▶ _Required task_
Rewrite the items from the beginning through the line that contains "[[178, 175]]", replacing "Drop" with "Place" and leaving everything else unchanged. Leave the pictures out of your answer.

-- START Supplied data --

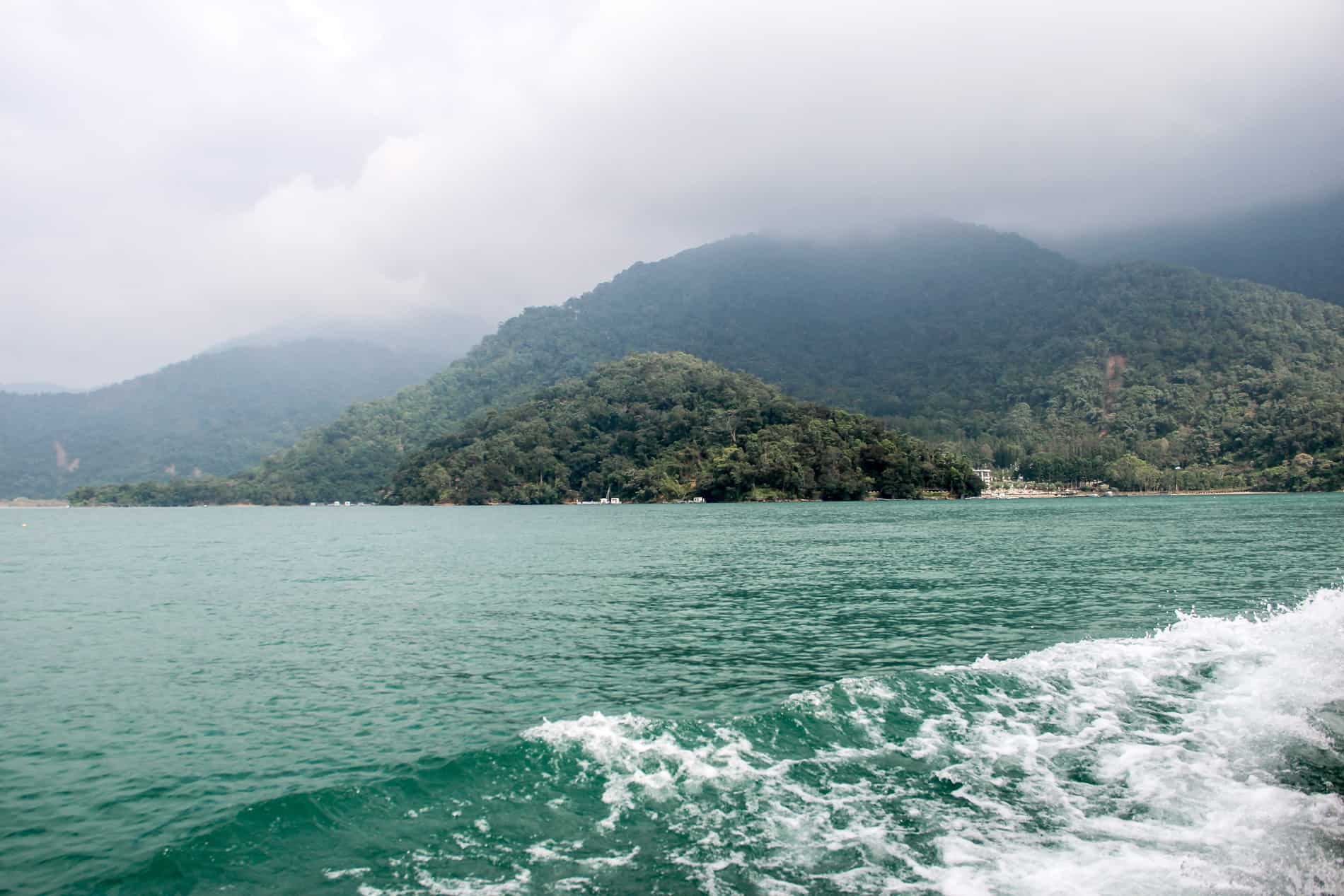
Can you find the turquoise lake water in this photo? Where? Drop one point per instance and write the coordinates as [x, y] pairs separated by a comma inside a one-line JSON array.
[[1073, 696]]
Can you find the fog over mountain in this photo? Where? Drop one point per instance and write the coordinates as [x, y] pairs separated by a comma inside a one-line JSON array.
[[178, 175]]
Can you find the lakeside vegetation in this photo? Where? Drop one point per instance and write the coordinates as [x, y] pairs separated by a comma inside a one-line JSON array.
[[980, 342], [670, 428], [214, 414]]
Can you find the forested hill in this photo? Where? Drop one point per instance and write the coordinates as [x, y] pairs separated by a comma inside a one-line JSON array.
[[214, 414], [1294, 246], [670, 428], [949, 331]]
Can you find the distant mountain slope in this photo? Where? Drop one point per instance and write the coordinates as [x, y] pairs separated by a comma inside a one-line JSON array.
[[431, 332], [33, 388], [952, 331], [1297, 246], [216, 413], [666, 428]]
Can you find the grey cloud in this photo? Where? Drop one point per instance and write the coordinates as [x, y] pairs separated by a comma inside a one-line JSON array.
[[174, 175]]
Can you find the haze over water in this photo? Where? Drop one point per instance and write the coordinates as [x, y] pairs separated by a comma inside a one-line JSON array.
[[960, 697]]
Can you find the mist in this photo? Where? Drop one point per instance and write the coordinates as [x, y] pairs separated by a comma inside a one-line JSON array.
[[174, 176]]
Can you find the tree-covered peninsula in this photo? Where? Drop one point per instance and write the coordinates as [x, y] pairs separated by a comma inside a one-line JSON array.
[[954, 334], [670, 428]]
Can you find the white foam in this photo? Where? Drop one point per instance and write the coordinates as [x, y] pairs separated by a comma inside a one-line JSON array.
[[1133, 764], [344, 872]]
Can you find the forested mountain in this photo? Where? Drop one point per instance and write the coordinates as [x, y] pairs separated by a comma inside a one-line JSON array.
[[214, 414], [1296, 246], [668, 428], [948, 331]]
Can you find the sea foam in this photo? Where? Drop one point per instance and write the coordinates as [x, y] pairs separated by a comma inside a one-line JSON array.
[[1187, 761]]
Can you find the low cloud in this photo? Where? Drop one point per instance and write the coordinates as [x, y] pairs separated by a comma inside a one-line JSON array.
[[174, 175]]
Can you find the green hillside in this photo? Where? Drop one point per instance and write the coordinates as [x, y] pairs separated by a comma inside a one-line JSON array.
[[668, 428], [948, 331], [214, 414], [1296, 246]]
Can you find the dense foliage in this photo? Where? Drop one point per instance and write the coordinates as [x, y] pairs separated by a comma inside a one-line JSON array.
[[213, 414], [952, 332], [1296, 246], [668, 428]]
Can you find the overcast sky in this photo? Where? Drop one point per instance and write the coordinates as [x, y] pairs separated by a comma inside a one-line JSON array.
[[176, 173]]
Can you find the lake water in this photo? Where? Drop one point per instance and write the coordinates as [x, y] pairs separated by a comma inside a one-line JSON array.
[[1084, 696]]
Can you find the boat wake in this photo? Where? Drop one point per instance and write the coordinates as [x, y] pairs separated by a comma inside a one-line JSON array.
[[1207, 757]]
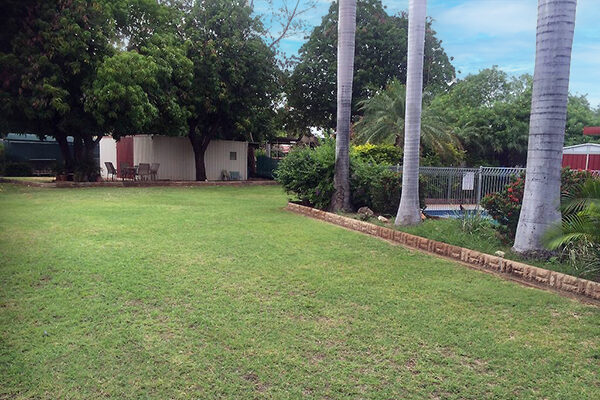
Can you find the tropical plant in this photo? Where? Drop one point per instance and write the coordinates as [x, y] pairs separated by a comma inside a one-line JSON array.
[[383, 122], [386, 154], [307, 174], [556, 24], [408, 211], [578, 235], [381, 46], [505, 206], [345, 69]]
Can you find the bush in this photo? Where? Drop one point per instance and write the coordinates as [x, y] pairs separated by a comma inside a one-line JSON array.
[[18, 169], [308, 173], [379, 154], [505, 206]]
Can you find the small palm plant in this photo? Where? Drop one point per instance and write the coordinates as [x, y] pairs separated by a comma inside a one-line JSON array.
[[383, 123], [578, 235]]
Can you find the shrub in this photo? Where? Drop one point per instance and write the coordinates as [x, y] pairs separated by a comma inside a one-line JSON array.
[[18, 169], [308, 173], [505, 206], [578, 234], [379, 154]]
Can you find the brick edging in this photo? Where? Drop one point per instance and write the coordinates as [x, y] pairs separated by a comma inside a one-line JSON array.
[[120, 183], [513, 270]]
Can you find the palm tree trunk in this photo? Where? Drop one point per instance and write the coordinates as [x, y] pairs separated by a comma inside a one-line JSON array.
[[345, 68], [555, 26], [408, 211]]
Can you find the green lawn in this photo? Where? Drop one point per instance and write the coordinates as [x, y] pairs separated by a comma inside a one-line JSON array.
[[487, 240], [213, 292]]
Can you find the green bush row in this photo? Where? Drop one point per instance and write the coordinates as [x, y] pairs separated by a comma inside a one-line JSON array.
[[505, 206]]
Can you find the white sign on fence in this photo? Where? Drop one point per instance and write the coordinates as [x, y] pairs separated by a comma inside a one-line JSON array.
[[468, 180]]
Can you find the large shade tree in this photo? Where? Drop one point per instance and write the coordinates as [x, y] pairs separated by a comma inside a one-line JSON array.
[[541, 198], [234, 87], [49, 54], [345, 69], [209, 75], [380, 55], [408, 211]]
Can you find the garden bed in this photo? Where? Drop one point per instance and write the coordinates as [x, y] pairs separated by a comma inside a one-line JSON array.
[[514, 270]]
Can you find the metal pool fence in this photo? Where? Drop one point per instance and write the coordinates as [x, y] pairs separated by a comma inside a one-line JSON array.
[[451, 188]]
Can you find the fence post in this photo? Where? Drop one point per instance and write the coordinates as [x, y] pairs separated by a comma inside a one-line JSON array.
[[480, 180]]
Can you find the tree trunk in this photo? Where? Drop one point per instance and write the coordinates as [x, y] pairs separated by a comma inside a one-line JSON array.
[[199, 145], [345, 67], [541, 198], [251, 162], [408, 211]]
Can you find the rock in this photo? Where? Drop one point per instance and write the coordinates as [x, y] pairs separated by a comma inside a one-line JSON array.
[[365, 213]]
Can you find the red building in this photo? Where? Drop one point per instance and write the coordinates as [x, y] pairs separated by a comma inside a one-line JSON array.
[[582, 156]]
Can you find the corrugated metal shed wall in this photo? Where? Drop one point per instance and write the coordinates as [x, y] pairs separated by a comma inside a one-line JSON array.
[[176, 157], [108, 152]]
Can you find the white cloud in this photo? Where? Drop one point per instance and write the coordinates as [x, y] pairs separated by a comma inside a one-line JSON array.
[[491, 17]]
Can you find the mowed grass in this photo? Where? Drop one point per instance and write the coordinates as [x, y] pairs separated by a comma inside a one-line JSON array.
[[220, 293]]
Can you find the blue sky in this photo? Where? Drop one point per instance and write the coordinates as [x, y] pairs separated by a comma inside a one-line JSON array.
[[482, 33]]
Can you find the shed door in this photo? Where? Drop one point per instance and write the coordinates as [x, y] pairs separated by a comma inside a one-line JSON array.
[[574, 161], [124, 153]]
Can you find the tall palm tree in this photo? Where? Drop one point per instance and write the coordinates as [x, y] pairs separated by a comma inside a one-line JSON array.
[[408, 211], [579, 232], [383, 122], [541, 198], [345, 68]]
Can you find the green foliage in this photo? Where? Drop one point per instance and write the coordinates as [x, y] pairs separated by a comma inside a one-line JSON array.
[[505, 206], [383, 122], [308, 174], [217, 292], [234, 71], [489, 113], [144, 91], [17, 169], [378, 153], [381, 48], [375, 186], [578, 235], [579, 115]]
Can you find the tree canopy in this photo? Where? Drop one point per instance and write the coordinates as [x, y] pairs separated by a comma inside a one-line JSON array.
[[87, 68], [380, 55], [489, 112]]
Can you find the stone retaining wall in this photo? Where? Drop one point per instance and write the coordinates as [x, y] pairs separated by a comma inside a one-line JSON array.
[[523, 273]]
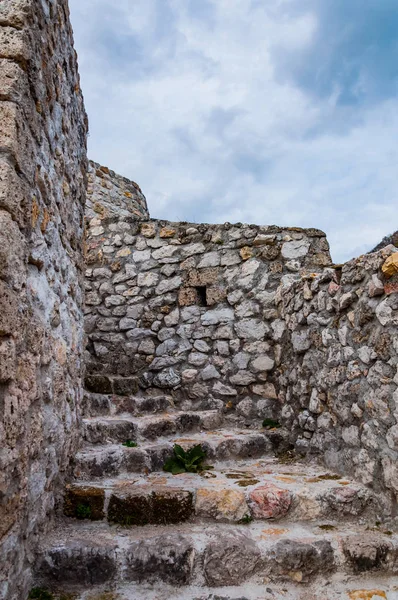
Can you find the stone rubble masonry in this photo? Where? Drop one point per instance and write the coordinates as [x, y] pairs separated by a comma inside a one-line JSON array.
[[255, 321], [338, 389], [109, 194], [180, 306], [43, 168]]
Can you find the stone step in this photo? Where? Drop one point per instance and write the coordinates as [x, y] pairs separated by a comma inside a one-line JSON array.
[[104, 405], [260, 489], [334, 586], [77, 556], [97, 430], [112, 460]]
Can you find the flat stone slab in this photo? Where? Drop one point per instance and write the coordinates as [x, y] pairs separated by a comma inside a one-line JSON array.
[[335, 587], [99, 430], [259, 489], [109, 460], [106, 405]]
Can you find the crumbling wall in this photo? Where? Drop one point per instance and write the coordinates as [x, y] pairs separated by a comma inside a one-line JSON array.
[[190, 308], [338, 381], [255, 321], [42, 187], [110, 195]]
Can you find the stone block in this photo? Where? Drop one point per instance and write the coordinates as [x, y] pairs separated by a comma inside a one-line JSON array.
[[125, 386], [202, 277], [14, 194], [148, 230], [230, 560], [221, 505], [169, 558], [14, 44], [15, 137], [8, 360], [167, 232], [269, 502], [390, 266], [215, 294], [9, 303], [73, 565], [367, 552], [188, 297], [99, 384], [84, 503], [300, 562]]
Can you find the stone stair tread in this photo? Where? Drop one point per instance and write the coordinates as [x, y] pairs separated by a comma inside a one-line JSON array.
[[259, 489], [165, 415], [67, 533], [97, 553], [208, 438], [119, 428], [268, 470], [334, 587]]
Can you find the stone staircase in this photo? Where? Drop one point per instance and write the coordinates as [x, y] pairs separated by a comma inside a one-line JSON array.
[[255, 526]]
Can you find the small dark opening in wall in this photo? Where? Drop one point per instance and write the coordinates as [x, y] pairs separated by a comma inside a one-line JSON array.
[[202, 299]]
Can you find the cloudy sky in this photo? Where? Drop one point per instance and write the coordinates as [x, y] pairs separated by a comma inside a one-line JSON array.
[[259, 111]]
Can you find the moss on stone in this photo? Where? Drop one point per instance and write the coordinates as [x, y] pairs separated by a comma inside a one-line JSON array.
[[157, 508], [84, 503]]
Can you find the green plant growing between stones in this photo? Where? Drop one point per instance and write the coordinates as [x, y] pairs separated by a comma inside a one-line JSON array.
[[130, 444], [246, 520], [190, 461], [83, 511], [271, 424], [40, 594]]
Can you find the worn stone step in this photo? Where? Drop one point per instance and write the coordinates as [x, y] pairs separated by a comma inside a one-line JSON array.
[[103, 405], [99, 430], [76, 556], [334, 586], [260, 489], [114, 459]]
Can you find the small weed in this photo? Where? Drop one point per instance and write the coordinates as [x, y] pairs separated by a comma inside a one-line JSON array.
[[327, 527], [40, 594], [130, 444], [329, 477], [286, 458], [246, 520], [190, 461], [271, 424], [83, 511], [247, 482]]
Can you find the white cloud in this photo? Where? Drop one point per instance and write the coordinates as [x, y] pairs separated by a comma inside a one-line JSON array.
[[192, 108]]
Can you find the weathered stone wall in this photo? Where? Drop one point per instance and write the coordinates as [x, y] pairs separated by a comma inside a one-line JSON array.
[[338, 382], [42, 187], [254, 320], [109, 194], [190, 308]]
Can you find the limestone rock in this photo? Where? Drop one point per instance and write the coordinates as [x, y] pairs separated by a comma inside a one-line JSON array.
[[222, 505], [169, 558], [390, 266], [269, 502], [230, 560]]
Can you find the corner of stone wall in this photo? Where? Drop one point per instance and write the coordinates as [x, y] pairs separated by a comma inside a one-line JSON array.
[[43, 166]]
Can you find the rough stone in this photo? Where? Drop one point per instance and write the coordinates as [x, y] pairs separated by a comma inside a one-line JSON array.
[[269, 502]]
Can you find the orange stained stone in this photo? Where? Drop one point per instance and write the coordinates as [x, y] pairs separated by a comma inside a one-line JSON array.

-- END Supplied data --

▶ _Exercise result_
Can you find the turquoise lake water in this photo? Where? Place one point per instance and write the coordinates as [x, y] pairs separated by a comma inside a one-line JSON array.
[[1073, 696]]
Can you find the fog over mountain in this photo? Where? Place one point per instance and write the coordinates as [x, y] pairs separated by a comma inside a one-line JSON array.
[[178, 175]]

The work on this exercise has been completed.